* Goal of the exercise
Every line in the data below that has the word "mountain" should be returned.

* Available data
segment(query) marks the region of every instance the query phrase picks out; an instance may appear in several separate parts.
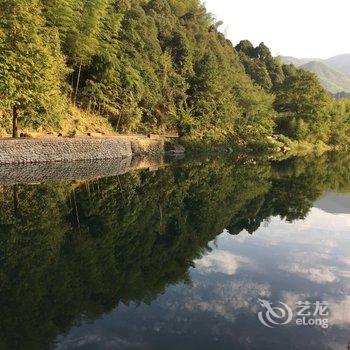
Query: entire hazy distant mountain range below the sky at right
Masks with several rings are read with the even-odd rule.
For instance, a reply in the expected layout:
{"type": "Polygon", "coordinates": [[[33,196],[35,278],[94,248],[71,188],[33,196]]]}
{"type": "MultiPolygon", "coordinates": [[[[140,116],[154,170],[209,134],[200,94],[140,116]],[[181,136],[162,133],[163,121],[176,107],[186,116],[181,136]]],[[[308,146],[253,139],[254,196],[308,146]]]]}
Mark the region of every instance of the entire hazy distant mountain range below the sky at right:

==

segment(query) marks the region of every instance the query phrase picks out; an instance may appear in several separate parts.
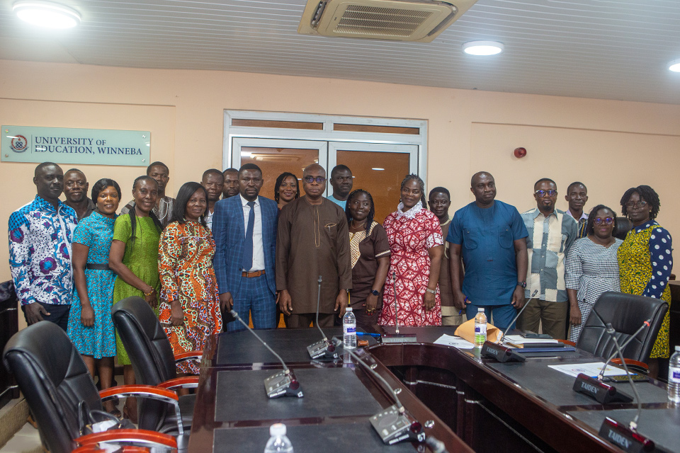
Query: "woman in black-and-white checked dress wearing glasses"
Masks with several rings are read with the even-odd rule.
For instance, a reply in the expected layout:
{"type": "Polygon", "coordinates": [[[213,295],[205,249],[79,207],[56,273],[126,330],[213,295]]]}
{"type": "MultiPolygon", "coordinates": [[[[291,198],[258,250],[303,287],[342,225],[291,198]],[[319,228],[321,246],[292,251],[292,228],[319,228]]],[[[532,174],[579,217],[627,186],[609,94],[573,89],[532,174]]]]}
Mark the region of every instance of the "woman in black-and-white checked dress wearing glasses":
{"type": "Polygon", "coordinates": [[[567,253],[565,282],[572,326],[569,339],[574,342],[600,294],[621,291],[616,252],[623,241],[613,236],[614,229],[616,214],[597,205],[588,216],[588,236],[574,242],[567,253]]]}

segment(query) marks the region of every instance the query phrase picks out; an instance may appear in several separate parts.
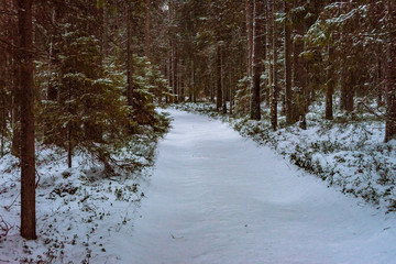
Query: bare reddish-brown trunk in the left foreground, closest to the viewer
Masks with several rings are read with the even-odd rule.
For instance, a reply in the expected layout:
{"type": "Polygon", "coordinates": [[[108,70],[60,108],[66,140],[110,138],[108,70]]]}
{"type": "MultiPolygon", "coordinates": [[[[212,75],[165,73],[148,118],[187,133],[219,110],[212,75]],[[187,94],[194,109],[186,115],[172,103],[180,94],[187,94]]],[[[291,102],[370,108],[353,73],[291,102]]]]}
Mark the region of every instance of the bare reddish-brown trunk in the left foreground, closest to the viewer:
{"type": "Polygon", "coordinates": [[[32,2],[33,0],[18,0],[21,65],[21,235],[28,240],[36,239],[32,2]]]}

* Answer to this problem
Query: entire hazy distant mountain range below the sky at right
Mark the region of every instance of the entire hazy distant mountain range below the sky at right:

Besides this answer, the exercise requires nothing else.